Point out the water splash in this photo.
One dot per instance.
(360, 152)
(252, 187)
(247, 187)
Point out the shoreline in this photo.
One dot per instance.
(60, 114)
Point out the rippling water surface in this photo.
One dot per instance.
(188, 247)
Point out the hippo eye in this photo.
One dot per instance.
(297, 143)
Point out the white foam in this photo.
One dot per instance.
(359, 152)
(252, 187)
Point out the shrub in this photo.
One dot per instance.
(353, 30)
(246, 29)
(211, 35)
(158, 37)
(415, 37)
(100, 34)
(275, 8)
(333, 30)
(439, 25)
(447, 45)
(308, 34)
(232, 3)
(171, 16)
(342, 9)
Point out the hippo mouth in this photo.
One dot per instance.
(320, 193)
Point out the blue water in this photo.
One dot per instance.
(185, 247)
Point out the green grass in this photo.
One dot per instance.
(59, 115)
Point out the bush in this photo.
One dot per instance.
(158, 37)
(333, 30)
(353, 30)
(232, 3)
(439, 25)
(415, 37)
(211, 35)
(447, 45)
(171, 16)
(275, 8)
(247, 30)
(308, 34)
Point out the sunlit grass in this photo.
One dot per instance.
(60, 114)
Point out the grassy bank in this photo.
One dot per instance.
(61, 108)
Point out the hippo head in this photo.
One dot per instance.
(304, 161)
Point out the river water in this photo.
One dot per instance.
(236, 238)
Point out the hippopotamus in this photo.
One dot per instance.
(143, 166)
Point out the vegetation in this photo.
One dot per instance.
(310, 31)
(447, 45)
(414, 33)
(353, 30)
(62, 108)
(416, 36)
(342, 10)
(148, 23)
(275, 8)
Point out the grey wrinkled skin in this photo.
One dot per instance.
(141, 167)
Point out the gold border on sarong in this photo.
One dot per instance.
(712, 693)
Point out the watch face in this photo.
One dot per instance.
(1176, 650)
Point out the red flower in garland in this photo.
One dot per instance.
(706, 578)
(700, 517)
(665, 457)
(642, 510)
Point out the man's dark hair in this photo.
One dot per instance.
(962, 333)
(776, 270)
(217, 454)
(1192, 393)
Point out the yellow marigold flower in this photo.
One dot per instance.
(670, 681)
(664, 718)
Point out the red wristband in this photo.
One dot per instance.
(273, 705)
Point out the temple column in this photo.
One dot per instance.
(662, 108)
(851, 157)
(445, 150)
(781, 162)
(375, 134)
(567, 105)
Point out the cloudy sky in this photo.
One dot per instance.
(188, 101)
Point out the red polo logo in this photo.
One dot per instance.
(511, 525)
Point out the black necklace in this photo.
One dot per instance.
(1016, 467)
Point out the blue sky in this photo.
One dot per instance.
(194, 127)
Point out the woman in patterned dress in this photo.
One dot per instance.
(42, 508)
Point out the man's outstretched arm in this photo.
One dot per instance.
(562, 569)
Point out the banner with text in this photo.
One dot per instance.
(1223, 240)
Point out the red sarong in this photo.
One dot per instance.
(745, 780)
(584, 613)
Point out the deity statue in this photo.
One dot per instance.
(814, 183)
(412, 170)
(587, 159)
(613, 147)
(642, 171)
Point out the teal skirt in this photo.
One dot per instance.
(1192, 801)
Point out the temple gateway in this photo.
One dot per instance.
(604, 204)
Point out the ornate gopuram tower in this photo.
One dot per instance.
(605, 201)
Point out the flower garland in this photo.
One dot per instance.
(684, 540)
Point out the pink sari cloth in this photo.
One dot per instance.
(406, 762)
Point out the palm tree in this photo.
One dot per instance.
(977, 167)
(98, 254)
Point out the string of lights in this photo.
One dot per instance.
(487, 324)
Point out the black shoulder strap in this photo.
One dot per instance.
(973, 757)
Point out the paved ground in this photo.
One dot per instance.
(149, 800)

■ What you are asked to do ■
Rescale the stretch from the line containing "Point out the red flower" through the end of the rows, both ends included. Reproduce only that stretch, requests included, with each point coordinate in the answers multiplied by 1.7 and rounded to a whole number, halves rounded up.

■ Task response ■
Point out the red flower in garland in this photo.
One dot per instance.
(1200, 983)
(1190, 879)
(1131, 777)
(1091, 867)
Point out the man's dark hair in this photo.
One dot per instance.
(1635, 566)
(1319, 459)
(369, 772)
(2026, 668)
Point out the yellow marigold flower in this photo.
One dot per instance.
(1139, 1158)
(1129, 1221)
Point out the red wristband in this photo.
One dot per instance.
(464, 1199)
Point out the temple column in this photo.
One dot per instance.
(1125, 184)
(1447, 267)
(757, 255)
(1328, 275)
(638, 228)
(964, 179)
Point out the cloudy sky in this photo.
One dot per instance.
(320, 172)
Point out the red polo logo in this photo.
One dot per instance.
(869, 893)
Point out the black necklace in this photo.
One dot per instance.
(1727, 794)
Point out the blue sky in this photo.
One dot per instance.
(330, 216)
Point out the woman in patterned dress in this photo.
One dot per instance.
(71, 864)
Point out the man's outstretched arm in this photo.
One dot per instance.
(955, 967)
Point out the banner with text in this photo.
One dot per instance.
(2079, 408)
Point out the red sarong in this photo.
One dot per instance.
(1267, 1326)
(993, 1042)
Point out the deity statue in this photo.
One dot per instance.
(1384, 311)
(700, 289)
(998, 270)
(1042, 250)
(1091, 291)
Point out the teal skirt in this photo.
One dot per instance.
(2026, 1362)
Point out the temple gateway in this photo.
One dot per instance.
(1027, 347)
Point out the ornate gopuram tower in this photo.
One dot per instance.
(1029, 342)
Point out the flower garland in this photo.
One dot per instance.
(1163, 918)
Point out the pink sari cloth in this photo.
One dot per instance.
(690, 1295)
Point out the palm tree in this photo.
One dot per instance.
(1661, 284)
(167, 432)
Point out the string of lights in this photo.
One dot per instance.
(828, 551)
Point out the black shoulder strap in this photo.
One dot per instance.
(1654, 1287)
Point out the paved ground in this photo.
One dot per instance.
(253, 1360)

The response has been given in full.